# Forum Argomenti di discussione Consulenza del lavoro  Busta paga neo assunto

## tsunami_1978

Buongiorno 
avrei una domanda da porre agli esperti del forum. Sono stato assunto dal giorno 14 luglio in una azienda, con contratto a tempo determinato e qualifica di impiegato con contratto metalmeccanico. Nella busta paga, come riferimento ore per la determinazione della paga base mi è chiaro il discorso delle 173 ore/mese. Tuttavia, avendo iniziato a mese in corso, c'è una voce in detrazione con dicitura "7501 Assenza assunti/dimessi" ed il riferimento orario è di 72 ore (ovvero i 9 giorni di Luglio non lavorati per le 8 ore di lavoro giornaliero). Mi chiedevo come mai il riferimento ore, per questa voce, non viene determinato in proporzione rispetto al riferimento delle 173 ore. 
Grazie

----------


## UPWARDCDL

La voce assunti e dimessi viene generata dalla macchina perchè lei è stato assunto a metà del mese dal prossimo mese avrà 173 perchè il mese è intero.
Ma la voce di competenza cosa riporta?
Un cordiale saluto.

----------


## tsunami_1978

La voce riporta:  Voci variabili del mese Importo base Riferimento Trattenute Competenze  7001 Retribuzione 9.97 173  1704.95  7501 Assenza ferie/assunti 9.97 72 717.87    
Ciò che non mi è chiaro è il meccanismo di calcolo delle ore non lavorate, ovvero perchè il riferimento ore sia proprio il numero di ore per 9 giorni e non una parte proporzionale al divisore orario delle 173 ore. 
La ringrazio
Saluti

----------

- Consegna
Modifica il passo dell'estratto della pagina che va da "## UPWARDCDL" fino a "competenza cosa riporta?" incluso, sostituendo "macchina" con "procedura", e trascrivilo. I dati non hanno alcun ruolo in questa parte.

- Righe del dataset
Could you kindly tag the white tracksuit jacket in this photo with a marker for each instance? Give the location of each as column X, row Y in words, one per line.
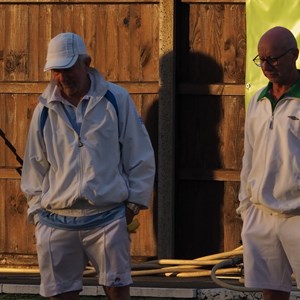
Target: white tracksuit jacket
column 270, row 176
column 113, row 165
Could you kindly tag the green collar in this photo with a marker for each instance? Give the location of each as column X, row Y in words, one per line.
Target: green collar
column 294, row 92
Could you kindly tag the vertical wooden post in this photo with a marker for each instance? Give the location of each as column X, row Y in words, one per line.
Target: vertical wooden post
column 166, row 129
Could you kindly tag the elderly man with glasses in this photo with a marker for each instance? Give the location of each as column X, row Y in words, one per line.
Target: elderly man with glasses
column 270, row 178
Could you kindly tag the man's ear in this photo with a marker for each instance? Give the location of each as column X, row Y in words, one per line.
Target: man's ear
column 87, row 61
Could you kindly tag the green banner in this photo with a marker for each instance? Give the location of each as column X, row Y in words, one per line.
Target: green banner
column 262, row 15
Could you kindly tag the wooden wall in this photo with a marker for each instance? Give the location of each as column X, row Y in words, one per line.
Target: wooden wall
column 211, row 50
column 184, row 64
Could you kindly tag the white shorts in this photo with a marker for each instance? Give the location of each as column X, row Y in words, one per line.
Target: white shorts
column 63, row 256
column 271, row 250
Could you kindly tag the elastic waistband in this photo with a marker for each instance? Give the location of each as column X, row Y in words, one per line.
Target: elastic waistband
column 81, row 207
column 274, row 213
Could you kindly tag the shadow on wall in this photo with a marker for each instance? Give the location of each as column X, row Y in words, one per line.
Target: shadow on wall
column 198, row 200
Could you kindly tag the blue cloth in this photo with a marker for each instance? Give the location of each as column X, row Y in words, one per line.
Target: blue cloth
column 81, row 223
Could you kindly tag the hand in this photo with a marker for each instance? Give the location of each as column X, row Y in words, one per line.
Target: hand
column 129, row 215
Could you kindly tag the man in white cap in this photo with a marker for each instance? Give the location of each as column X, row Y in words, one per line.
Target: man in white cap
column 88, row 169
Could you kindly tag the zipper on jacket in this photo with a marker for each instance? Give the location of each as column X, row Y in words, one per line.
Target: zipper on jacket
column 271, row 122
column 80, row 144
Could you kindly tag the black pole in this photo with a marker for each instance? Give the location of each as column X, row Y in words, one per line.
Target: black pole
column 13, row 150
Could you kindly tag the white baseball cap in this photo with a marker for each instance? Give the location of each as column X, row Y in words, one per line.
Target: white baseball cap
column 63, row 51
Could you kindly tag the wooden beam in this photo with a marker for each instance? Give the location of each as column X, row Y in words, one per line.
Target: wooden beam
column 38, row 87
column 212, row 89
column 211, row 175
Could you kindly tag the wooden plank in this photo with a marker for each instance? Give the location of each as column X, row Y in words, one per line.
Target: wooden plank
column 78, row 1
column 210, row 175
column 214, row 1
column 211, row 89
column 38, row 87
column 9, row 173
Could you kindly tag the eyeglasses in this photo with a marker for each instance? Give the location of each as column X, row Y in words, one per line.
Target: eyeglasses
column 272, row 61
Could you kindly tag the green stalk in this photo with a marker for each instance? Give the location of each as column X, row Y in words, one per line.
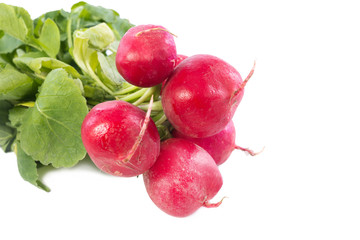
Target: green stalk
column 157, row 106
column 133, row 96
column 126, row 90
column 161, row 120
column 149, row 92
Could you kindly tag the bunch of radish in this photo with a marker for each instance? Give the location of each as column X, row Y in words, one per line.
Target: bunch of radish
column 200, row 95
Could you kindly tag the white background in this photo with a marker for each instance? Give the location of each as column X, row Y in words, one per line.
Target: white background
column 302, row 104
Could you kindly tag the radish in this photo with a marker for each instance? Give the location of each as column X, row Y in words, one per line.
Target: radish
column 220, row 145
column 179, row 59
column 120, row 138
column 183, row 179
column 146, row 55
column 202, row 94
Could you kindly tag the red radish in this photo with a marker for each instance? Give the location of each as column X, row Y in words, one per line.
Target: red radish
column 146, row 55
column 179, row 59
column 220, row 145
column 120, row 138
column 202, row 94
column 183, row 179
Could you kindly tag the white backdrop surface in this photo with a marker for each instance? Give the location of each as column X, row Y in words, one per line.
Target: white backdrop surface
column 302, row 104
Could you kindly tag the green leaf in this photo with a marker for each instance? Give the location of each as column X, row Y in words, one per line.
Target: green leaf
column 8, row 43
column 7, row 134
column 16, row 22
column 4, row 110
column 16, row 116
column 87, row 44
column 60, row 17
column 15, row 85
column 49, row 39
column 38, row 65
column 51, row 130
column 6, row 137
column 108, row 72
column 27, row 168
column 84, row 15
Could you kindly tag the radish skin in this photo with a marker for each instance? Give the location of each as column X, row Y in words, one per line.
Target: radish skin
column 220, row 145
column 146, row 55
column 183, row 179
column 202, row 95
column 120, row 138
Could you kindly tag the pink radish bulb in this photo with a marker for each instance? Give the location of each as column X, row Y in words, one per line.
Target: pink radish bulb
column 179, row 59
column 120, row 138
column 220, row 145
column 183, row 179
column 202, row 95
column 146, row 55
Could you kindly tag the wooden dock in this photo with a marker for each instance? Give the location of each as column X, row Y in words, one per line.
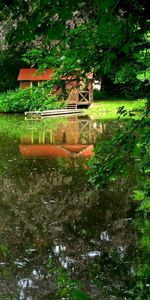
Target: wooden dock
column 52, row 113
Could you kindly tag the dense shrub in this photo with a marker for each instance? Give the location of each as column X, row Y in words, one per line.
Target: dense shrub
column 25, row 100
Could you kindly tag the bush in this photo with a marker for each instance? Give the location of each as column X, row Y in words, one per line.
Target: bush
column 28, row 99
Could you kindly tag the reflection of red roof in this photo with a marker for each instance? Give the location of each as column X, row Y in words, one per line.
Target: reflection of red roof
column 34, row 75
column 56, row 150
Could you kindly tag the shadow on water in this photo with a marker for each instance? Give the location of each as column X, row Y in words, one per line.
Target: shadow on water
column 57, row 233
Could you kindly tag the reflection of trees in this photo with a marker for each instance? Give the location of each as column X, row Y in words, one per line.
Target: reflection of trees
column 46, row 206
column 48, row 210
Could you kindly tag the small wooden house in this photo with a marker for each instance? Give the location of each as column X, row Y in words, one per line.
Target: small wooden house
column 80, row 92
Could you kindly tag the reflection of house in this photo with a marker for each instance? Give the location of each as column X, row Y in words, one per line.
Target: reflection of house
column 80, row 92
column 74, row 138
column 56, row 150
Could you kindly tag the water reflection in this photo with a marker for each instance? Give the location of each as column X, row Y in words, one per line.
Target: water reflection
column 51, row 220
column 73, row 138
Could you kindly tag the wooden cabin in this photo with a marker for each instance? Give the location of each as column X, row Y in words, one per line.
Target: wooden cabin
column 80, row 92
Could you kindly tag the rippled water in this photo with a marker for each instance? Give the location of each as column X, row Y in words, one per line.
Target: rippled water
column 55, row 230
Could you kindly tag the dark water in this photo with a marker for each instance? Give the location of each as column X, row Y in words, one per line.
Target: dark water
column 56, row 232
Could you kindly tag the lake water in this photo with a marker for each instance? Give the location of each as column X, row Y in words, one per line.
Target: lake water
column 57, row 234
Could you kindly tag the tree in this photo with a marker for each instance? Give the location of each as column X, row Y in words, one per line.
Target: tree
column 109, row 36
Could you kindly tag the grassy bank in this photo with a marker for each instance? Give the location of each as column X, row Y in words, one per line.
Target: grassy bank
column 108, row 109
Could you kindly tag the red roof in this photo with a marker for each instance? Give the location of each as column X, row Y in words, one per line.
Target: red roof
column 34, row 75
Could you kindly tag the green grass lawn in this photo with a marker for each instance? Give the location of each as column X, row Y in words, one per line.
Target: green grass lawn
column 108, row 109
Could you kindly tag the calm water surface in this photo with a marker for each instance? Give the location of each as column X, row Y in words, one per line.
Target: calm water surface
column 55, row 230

- Soluzione
## UPWARDCDL

La voce assunti e dimessi viene generata dalla procedura perchè lei è stato assunto a metà del mese dal prossimo mese avrà 173 perchè il mese è intero.
Ma la voce di competenza cosa riporta?